Point-per-instance localization data:
+ + + + + + +
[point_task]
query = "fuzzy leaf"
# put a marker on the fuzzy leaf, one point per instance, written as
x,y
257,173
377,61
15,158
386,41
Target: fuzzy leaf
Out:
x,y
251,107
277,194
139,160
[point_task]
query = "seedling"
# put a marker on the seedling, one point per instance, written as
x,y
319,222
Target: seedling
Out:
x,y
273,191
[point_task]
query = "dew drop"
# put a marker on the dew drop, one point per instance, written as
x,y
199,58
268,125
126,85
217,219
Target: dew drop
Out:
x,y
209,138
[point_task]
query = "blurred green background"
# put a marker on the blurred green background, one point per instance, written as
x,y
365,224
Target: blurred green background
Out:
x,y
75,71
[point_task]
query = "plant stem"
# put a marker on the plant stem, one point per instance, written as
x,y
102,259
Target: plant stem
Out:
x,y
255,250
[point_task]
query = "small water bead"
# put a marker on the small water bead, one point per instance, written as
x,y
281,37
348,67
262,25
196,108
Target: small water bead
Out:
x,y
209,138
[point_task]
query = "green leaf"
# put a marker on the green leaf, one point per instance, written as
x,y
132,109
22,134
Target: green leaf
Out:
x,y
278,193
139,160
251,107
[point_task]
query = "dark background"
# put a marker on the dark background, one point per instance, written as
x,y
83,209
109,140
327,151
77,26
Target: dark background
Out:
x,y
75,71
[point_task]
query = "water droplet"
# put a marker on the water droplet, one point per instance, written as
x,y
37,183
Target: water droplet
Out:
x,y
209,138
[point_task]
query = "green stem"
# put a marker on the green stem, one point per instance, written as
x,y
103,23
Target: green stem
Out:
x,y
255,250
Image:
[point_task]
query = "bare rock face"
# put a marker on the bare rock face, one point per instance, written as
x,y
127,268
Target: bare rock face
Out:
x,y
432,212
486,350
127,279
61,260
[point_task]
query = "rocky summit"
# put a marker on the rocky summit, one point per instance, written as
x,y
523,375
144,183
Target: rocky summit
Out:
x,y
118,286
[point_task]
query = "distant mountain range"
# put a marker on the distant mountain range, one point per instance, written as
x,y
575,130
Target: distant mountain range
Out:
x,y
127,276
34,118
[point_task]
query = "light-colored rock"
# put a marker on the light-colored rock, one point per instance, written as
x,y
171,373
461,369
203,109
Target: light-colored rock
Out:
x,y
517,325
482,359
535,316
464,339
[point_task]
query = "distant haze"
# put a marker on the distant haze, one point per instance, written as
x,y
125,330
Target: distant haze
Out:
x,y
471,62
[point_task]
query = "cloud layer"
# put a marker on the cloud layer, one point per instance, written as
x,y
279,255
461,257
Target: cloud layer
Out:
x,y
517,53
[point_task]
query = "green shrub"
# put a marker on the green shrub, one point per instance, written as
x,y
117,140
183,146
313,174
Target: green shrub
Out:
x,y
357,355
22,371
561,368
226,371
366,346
+ + + + + + +
- WHAT THE TASK REQUIRES
A complete, exact copy of the records is what is needed.

- EXERCISE RESPONSE
[point_task]
query = "fuzzy leaf"
# put a marker on the fuzzy leaf, one point per instance, written as
x,y
257,173
377,61
15,158
386,41
Target: fuzzy leaf
Out:
x,y
251,107
277,194
139,160
[point_task]
query = "seedling"
# put a marker on the seedling, one point per instance, written as
x,y
319,222
Target: seedling
Out:
x,y
273,191
[point_task]
query = "dew drop"
# put a marker on the dew drop, one point per instance, written as
x,y
199,58
268,125
126,85
217,219
Target: dew drop
Out:
x,y
209,138
[point_task]
query = "blurred green background"
# put a marker on the blurred green background, one point per instance, written as
x,y
365,224
Target: blurred green background
Out:
x,y
75,71
[point_task]
query = "plant stem"
# put a marker on the plant stem, one point per instance, written as
x,y
102,259
Target: plant stem
Out:
x,y
255,250
[point_task]
query = "small water bead"
# put a marker on the small water bead, one point per instance, written as
x,y
281,37
348,67
262,25
196,108
Target: small water bead
Out:
x,y
209,138
[point_task]
query = "green leaf"
# put a marker on the green leaf, one point per instance, written as
x,y
132,109
22,134
Target: green leaf
Out:
x,y
278,193
139,160
251,107
[point_task]
query = "dark background"
# put a marker on the dark background, one point per instance, written as
x,y
83,209
109,140
327,151
77,26
Target: dark background
Out:
x,y
75,71
[point_task]
query = "water droplet"
# put a marker on the water droplet, one point per instance, written as
x,y
37,183
Target: water droplet
Out:
x,y
209,138
[point_task]
query = "green stem"
# put a marker on the green stem, one point per instance, written as
x,y
103,23
Target: green stem
Out:
x,y
255,250
Image:
[point_task]
query = "bare rock face"
# put a marker on the bare rock face, one point per instance, written as
x,y
127,268
Target: bare rock face
Out:
x,y
432,212
486,350
127,279
61,260
[point_task]
query = "rocky summit"
# put a marker on the rocky summit, one point per instance, written as
x,y
523,375
144,183
Target: rocky summit
Out:
x,y
118,286
[point_task]
query = "distant mountain range"
# put a marker on the distant mountain range, one point per instance, written as
x,y
575,130
Target: distant mountain range
Out:
x,y
127,276
34,118
[point_task]
query = "light-colored rock"
# put a marker on the light-colored rock, one point per instance, written as
x,y
171,373
461,369
203,109
Target: light-colored rock
Out:
x,y
517,325
482,359
535,316
464,339
[point_task]
query = "distant haze"
# put a marker on the distant haze, one point per instance, written as
x,y
125,330
Target: distant haze
Out:
x,y
471,62
[point_task]
query = "cloud layer"
# put a marker on the cloud layer, one point per instance, written as
x,y
279,255
461,257
Target: cloud layer
Out:
x,y
517,53
[point_task]
query = "green shrub"
# put a marker on the green shrub, one point per instance, written as
x,y
117,140
183,146
313,174
Target: green shrub
Out:
x,y
357,355
22,371
561,368
226,371
366,346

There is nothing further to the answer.